Produce an exact copy of the lines from the line containing "glow. If yes, indicate where." through the last line of the entries below, and only those lines.

[Items from a labeling collection]
^^^^^^^^^^^^^^^^
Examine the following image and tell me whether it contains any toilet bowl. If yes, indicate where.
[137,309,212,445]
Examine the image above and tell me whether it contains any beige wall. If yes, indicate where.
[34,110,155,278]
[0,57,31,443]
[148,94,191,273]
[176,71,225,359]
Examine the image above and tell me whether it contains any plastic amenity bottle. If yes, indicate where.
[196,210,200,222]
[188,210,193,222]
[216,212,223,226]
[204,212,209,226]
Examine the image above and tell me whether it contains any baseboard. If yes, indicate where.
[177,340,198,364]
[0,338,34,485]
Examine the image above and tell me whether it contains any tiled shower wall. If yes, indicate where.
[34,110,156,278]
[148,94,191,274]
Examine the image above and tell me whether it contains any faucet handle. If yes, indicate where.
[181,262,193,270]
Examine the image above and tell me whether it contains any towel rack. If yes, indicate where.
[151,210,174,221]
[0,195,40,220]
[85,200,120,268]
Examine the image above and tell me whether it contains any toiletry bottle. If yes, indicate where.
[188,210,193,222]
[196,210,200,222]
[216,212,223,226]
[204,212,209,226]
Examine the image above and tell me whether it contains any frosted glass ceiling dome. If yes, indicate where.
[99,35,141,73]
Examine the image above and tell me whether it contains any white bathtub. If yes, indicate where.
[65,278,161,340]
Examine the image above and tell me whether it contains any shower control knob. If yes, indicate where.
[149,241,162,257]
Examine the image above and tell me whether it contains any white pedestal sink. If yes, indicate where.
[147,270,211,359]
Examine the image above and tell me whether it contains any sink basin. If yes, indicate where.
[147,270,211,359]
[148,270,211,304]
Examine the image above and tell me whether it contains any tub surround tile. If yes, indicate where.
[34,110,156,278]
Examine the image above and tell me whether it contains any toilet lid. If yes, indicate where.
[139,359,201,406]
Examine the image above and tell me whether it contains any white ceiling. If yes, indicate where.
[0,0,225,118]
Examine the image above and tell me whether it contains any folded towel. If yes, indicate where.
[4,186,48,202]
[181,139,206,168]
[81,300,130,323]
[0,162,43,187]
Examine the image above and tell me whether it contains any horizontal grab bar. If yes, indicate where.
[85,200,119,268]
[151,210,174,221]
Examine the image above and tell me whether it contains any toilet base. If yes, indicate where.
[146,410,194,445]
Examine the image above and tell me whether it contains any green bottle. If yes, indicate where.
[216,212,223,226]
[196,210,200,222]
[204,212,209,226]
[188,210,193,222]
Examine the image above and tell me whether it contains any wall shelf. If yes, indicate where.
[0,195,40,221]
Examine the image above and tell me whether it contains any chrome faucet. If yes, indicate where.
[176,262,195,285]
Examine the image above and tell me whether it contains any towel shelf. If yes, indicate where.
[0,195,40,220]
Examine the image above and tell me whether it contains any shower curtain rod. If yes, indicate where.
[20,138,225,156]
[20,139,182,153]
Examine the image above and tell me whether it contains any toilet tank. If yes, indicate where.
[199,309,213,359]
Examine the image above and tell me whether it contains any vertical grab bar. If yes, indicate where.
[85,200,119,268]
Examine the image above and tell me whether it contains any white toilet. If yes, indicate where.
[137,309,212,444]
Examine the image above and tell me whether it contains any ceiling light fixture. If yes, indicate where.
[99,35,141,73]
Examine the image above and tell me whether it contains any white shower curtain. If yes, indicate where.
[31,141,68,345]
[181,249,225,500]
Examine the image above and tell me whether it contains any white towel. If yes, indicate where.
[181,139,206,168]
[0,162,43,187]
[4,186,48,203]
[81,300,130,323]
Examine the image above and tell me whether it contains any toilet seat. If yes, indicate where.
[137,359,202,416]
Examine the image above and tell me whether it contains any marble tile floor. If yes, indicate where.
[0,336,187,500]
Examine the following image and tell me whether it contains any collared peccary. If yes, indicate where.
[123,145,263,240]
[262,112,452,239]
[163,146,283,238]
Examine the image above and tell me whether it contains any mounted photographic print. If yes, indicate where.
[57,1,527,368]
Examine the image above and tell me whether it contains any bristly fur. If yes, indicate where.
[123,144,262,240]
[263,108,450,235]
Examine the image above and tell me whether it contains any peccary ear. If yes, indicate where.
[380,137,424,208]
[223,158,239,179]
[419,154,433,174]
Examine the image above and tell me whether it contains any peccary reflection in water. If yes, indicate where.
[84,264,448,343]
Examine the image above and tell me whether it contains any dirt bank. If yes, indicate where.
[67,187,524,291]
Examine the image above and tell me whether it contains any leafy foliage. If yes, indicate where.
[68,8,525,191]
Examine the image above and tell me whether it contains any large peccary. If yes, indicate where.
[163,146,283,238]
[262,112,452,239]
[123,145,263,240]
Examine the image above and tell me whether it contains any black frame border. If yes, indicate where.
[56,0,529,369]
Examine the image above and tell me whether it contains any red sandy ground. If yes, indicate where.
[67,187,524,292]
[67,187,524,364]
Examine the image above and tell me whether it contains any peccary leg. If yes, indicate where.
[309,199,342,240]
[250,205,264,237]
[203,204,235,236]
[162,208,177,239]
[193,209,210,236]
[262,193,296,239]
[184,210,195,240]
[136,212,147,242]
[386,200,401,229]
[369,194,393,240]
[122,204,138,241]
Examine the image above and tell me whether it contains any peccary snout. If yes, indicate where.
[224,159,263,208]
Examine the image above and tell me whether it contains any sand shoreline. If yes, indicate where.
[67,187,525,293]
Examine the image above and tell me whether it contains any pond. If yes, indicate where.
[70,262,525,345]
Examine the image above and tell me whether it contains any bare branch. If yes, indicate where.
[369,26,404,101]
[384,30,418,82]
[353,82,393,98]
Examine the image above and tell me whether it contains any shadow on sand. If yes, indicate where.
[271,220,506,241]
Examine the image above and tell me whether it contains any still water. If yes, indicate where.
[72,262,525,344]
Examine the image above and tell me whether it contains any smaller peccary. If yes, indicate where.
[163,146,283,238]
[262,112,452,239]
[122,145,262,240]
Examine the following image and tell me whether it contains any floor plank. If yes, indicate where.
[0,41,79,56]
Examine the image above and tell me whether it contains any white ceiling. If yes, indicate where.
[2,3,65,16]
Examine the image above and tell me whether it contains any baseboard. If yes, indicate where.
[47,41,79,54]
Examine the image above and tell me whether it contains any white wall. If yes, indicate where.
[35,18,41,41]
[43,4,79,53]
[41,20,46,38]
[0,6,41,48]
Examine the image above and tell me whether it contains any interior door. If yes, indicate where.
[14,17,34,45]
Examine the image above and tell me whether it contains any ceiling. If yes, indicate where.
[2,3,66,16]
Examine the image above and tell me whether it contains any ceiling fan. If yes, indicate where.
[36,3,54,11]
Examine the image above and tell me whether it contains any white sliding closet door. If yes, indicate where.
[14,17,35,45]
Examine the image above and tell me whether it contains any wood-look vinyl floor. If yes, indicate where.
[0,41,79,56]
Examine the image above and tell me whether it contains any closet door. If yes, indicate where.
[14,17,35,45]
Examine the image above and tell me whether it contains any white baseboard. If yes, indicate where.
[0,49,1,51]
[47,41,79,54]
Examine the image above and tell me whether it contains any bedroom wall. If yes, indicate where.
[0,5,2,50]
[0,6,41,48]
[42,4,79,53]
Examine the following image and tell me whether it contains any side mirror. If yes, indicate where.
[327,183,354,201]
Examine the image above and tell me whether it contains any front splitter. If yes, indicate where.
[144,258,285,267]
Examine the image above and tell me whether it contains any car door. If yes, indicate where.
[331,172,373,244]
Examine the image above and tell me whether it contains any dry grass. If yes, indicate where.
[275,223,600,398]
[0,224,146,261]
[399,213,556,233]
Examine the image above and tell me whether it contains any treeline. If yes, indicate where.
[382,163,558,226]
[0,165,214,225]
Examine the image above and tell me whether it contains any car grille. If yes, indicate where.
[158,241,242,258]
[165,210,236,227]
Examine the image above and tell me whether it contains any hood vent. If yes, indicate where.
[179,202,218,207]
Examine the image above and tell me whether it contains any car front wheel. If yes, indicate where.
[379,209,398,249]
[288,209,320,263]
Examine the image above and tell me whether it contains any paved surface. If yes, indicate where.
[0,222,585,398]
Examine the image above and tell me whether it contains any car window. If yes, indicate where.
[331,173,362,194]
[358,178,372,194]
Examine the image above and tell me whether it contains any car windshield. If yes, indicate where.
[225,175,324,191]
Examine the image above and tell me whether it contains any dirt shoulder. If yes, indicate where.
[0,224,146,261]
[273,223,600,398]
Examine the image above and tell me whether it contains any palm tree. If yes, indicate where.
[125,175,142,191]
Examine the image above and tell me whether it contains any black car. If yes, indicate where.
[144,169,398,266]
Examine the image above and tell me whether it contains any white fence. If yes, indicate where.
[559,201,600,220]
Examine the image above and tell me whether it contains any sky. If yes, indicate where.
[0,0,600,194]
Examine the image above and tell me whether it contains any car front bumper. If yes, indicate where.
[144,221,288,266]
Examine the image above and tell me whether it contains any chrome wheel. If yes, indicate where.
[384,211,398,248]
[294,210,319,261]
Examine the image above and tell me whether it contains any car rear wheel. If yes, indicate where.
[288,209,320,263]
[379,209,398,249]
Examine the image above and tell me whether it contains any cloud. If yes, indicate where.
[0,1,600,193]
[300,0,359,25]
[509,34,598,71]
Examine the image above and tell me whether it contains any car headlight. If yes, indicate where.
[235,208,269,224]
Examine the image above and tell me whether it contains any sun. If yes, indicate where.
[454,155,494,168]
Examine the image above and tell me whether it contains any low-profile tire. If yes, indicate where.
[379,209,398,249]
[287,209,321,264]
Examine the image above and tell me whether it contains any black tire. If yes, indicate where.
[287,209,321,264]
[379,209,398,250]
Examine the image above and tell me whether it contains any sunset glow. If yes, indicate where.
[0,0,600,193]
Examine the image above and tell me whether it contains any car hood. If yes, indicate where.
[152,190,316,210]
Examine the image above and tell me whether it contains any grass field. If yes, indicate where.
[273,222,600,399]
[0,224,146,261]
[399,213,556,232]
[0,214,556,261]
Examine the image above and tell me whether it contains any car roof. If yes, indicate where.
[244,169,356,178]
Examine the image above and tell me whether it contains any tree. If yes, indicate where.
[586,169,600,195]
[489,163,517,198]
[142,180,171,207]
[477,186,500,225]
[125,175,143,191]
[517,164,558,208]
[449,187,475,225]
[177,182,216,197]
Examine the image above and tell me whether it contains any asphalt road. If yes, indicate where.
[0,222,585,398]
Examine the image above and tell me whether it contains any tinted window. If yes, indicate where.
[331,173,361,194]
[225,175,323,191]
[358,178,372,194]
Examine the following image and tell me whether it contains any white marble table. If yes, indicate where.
^^^^^^^^^^^^^^^^
THE COMPLETED TASK
Examine the image above and tell me whether it contains any sunset glow. If yes, indicate where.
[0,0,600,193]
Examine the image above and tell me whether it contains any car hood. If yes, indicate where.
[152,190,316,210]
Examine the image above and tell me whether it contains any grass field. If yes, indicate where.
[273,222,600,399]
[0,224,146,261]
[399,213,556,232]
[0,214,556,261]
Examine the image above and tell me whether it contains any car roof. If yes, indicate where.
[244,169,356,178]
Examine the image above and tell me whether it contains any tree. If yes, indicate where.
[586,169,600,195]
[489,163,517,198]
[142,180,171,207]
[477,186,500,225]
[125,175,143,191]
[517,164,558,208]
[449,187,475,225]
[177,182,216,197]
Examine the image above and tell me whether it contains any asphalt road. If yes, indicate where.
[0,222,585,398]
Examine the image above and tell me whether it contains any tinted window. If yes, indicate where.
[331,173,361,194]
[225,175,323,191]
[358,178,372,194]
Examine the following image and tell me whether it contains any white marble table. If yes, indicate where.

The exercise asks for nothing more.